— OBJECTIVE —
Starting with the line that contains "Task: point out the dry", set down each line through the end of the entries below, exactly and with nothing added.

***** EXCERPTED RECORDS

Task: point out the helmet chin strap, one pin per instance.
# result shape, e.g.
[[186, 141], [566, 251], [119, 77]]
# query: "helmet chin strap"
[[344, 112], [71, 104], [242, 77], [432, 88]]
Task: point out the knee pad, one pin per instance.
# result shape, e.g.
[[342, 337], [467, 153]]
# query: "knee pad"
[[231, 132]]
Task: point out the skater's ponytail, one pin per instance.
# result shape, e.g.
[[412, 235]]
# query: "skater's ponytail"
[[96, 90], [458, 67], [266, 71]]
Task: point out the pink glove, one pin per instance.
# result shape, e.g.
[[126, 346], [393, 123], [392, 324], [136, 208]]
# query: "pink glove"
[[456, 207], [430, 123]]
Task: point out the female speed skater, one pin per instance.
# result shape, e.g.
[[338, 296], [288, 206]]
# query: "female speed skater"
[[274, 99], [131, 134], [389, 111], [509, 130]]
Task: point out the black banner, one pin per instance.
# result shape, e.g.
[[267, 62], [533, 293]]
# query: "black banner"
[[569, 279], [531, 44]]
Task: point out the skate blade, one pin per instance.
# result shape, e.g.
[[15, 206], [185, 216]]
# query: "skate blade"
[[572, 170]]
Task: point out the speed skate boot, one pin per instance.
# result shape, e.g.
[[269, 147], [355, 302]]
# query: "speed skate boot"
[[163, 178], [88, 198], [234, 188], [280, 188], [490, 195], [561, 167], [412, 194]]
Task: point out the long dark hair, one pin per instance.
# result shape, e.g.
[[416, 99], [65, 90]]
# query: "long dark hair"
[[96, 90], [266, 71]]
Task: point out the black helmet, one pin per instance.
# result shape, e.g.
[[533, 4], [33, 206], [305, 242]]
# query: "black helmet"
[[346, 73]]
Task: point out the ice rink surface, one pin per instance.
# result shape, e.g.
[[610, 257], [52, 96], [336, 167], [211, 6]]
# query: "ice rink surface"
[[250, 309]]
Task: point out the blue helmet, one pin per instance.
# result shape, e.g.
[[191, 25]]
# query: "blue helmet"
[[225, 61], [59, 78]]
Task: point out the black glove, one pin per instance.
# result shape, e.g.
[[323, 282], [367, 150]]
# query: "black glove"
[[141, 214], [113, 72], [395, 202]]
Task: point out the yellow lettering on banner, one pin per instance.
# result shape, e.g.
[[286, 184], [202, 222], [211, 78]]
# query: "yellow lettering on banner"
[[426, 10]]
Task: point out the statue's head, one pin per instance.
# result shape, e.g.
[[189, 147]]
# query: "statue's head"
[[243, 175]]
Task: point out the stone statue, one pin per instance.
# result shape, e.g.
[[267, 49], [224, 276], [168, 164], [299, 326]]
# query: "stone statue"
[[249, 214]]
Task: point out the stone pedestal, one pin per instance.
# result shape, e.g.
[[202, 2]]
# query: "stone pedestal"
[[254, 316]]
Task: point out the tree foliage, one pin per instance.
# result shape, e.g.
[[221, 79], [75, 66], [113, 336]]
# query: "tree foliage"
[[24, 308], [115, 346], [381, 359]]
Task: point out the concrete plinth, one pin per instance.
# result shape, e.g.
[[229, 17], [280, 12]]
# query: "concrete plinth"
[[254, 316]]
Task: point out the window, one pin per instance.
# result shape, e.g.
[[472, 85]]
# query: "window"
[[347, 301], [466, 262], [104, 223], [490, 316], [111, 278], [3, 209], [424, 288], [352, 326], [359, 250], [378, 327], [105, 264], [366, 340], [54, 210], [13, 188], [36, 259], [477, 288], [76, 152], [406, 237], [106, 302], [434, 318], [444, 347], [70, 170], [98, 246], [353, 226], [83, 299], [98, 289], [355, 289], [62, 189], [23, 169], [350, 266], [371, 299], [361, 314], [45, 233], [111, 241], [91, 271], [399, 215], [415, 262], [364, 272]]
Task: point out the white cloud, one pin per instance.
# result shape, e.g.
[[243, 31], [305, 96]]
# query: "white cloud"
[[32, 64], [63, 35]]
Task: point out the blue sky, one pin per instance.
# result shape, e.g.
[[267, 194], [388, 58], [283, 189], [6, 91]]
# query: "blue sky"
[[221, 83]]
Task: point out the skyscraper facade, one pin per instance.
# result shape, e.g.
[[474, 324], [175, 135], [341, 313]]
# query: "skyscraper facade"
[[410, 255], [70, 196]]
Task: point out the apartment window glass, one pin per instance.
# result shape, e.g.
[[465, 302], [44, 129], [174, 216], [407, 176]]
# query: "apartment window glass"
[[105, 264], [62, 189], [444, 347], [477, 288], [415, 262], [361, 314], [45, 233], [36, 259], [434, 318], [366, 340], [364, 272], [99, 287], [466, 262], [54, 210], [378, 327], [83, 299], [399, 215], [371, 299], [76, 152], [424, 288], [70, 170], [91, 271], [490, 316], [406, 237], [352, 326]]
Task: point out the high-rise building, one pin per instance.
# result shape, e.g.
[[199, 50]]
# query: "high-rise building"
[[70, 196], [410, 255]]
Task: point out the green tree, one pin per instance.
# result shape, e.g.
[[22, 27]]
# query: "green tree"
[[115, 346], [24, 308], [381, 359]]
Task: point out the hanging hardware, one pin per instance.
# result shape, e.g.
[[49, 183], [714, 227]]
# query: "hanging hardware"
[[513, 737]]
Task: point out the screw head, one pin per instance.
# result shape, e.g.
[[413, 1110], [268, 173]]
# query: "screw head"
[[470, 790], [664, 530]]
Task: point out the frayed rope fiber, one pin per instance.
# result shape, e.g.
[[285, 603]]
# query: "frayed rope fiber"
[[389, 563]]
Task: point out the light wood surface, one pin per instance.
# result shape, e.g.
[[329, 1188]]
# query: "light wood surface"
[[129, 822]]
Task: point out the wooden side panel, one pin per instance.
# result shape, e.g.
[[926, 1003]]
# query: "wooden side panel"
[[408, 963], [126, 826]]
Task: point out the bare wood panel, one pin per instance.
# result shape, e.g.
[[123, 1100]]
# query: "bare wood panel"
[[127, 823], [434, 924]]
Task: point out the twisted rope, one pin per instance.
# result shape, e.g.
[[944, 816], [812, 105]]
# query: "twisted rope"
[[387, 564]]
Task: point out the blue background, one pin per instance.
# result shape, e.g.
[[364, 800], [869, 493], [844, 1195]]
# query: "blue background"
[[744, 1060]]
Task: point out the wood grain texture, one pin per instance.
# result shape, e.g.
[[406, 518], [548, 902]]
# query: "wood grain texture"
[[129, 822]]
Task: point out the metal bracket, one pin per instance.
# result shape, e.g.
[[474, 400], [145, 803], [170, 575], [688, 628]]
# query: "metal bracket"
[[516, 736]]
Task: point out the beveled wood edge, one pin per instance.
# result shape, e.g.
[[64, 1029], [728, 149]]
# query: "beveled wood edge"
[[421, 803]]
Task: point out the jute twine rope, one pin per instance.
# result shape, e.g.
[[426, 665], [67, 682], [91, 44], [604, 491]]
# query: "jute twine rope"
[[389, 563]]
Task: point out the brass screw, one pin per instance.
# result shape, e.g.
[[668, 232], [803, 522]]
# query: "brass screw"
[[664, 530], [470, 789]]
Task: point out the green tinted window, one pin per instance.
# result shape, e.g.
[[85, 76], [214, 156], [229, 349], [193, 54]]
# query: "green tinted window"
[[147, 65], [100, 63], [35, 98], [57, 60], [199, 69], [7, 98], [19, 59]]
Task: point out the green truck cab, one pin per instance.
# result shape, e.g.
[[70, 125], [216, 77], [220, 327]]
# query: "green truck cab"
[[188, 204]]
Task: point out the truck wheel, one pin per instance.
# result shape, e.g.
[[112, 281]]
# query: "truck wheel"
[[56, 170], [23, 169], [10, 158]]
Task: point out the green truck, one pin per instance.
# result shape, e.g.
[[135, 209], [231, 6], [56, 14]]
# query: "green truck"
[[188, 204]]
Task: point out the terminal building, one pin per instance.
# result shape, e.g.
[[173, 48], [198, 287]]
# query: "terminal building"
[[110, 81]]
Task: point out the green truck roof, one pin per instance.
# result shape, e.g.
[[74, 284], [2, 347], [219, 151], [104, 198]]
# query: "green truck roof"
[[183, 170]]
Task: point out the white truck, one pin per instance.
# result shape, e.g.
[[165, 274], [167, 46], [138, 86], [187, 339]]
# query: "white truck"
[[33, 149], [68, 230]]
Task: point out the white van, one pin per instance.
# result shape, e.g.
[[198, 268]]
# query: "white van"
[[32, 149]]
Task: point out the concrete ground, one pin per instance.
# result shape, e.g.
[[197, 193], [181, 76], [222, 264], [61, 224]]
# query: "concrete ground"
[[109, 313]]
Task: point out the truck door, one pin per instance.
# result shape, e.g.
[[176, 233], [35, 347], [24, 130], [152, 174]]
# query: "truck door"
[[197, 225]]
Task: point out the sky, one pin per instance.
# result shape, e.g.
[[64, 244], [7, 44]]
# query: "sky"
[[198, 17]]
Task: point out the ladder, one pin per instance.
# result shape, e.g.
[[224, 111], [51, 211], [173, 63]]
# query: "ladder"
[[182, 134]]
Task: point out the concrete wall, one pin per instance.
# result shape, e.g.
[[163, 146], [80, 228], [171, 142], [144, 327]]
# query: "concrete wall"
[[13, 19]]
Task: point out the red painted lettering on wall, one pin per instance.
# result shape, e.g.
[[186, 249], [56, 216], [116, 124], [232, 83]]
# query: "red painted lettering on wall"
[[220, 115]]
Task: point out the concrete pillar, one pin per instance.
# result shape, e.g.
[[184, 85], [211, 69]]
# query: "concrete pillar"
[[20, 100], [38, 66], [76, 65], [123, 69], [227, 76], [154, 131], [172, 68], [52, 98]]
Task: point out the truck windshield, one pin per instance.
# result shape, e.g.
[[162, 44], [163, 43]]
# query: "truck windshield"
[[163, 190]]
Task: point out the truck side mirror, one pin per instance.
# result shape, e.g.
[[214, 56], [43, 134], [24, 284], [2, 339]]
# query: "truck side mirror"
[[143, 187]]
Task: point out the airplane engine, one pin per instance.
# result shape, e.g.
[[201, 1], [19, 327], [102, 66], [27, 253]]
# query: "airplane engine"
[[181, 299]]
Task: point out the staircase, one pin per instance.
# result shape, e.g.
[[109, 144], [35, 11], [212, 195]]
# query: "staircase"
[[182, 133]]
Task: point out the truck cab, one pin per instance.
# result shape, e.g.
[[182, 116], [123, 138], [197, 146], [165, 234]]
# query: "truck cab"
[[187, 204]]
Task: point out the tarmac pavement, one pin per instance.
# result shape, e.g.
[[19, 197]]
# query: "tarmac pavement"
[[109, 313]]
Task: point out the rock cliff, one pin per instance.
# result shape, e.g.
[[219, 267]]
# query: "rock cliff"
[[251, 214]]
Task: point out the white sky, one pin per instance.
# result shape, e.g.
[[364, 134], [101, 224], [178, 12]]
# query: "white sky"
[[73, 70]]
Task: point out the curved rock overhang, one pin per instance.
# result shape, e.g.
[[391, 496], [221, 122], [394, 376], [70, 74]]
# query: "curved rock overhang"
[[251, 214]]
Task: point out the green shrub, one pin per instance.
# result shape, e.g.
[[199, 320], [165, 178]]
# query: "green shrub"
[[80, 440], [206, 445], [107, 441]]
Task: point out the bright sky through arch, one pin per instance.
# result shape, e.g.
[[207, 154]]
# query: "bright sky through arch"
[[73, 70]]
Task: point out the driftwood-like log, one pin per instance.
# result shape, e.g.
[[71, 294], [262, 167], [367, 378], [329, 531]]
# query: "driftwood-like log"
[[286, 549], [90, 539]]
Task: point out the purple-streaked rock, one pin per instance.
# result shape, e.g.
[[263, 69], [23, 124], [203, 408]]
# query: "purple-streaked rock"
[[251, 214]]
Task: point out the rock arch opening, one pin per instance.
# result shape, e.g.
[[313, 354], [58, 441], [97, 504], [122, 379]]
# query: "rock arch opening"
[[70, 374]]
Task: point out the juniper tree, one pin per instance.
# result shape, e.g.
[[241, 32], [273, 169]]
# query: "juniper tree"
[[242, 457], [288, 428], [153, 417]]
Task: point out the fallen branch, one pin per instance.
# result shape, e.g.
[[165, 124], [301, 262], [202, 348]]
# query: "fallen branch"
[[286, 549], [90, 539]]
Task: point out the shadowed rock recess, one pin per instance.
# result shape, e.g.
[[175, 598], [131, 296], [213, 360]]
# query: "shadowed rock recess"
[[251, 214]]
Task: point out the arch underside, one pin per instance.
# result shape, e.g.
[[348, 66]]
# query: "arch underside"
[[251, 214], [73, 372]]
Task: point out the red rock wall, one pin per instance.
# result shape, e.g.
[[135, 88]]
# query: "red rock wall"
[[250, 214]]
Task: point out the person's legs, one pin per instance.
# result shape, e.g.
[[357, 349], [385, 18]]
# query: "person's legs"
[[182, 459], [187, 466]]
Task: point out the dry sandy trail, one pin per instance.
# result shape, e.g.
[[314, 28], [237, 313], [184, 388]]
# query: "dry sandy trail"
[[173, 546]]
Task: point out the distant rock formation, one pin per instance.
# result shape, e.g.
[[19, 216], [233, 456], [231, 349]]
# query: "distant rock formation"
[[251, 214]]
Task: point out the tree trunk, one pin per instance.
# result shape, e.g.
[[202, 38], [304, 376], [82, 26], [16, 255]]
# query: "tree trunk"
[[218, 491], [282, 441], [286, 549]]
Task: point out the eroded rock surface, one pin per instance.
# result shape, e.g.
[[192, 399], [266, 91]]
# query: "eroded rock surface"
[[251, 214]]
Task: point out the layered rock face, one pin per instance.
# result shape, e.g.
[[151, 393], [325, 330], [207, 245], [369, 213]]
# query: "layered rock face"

**********

— REPLY TO THE TASK —
Task: point out the dry sandy trail, one pin per instance.
# result shape, e.g.
[[314, 28], [237, 313], [184, 388]]
# query: "dry sandy trail"
[[173, 546]]
Task: point out the distant rock formation, one pin per instance.
# result shape, e.g.
[[19, 216], [233, 456], [231, 349]]
# query: "distant rock formation"
[[251, 214]]
Task: point out the tree trunk, one pin per instance.
# result shape, e.g.
[[202, 38], [304, 376], [82, 26], [16, 255]]
# query: "tree trunk"
[[218, 491], [282, 441], [286, 549]]
Task: point out the eroded rock surface, one pin per instance.
# result shape, e.g.
[[192, 399], [266, 91]]
# query: "eroded rock surface"
[[251, 214]]
Task: point out the layered rock face, one pin per instance.
# result shape, e.g.
[[151, 393], [325, 330], [207, 245], [369, 213]]
# query: "layered rock face"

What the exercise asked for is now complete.